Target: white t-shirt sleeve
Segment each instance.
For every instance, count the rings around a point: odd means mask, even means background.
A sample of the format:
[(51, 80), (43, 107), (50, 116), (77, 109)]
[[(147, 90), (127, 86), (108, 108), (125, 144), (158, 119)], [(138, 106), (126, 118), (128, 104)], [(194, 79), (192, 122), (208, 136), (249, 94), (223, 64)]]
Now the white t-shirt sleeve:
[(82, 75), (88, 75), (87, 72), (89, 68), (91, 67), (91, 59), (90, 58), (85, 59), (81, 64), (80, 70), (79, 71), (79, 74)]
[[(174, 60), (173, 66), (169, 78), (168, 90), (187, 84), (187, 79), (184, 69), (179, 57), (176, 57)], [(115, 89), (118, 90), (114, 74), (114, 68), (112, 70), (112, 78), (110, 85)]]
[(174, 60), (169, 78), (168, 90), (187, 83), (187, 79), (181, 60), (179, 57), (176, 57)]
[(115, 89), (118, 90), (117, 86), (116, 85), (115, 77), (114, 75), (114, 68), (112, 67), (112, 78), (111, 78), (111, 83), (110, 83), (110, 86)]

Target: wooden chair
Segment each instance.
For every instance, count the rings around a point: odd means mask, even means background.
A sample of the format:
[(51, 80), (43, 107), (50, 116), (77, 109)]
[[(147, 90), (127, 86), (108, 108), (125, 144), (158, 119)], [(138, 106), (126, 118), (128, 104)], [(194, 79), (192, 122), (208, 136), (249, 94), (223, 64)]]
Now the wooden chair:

Problem: Reproduce the material above with "background" swapped for "empty space" everywhere it occurs, changing nothing else.

Output:
Target: white t-shirt sleeve
Segment each instance.
For every instance, count the rings around a point: odd means mask, even means empty space.
A sample of the format:
[(51, 80), (43, 107), (50, 116), (77, 109)]
[[(147, 90), (127, 86), (108, 108), (125, 144), (158, 119)], [(138, 106), (126, 118), (128, 104)], [(194, 79), (192, 122), (208, 136), (249, 94), (223, 64)]]
Now the white t-shirt sleeve:
[(82, 75), (88, 75), (87, 72), (89, 68), (91, 67), (91, 59), (90, 58), (85, 59), (81, 64), (80, 70), (79, 71), (79, 74)]
[[(174, 60), (173, 66), (169, 78), (168, 90), (187, 84), (187, 79), (184, 69), (179, 57), (176, 57)], [(115, 89), (118, 90), (114, 74), (114, 68), (112, 70), (112, 78), (110, 85)]]
[(174, 60), (169, 78), (168, 90), (187, 83), (187, 79), (181, 60), (179, 57), (176, 57)]
[(115, 89), (118, 90), (117, 86), (116, 85), (115, 77), (114, 75), (114, 68), (112, 67), (112, 78), (111, 78), (111, 83), (110, 83), (110, 86)]

Target: wooden chair
Segment each instance.
For every instance, count the rings around a point: odd means mask, even means empty space.
A sample of the format:
[(51, 80), (43, 107), (50, 116), (77, 109)]
[[(147, 90), (127, 86), (108, 108), (125, 144), (158, 119)], [(138, 106), (126, 118), (128, 104)], [(194, 79), (192, 122), (208, 136), (249, 94), (223, 64)]]
Now the wooden chair:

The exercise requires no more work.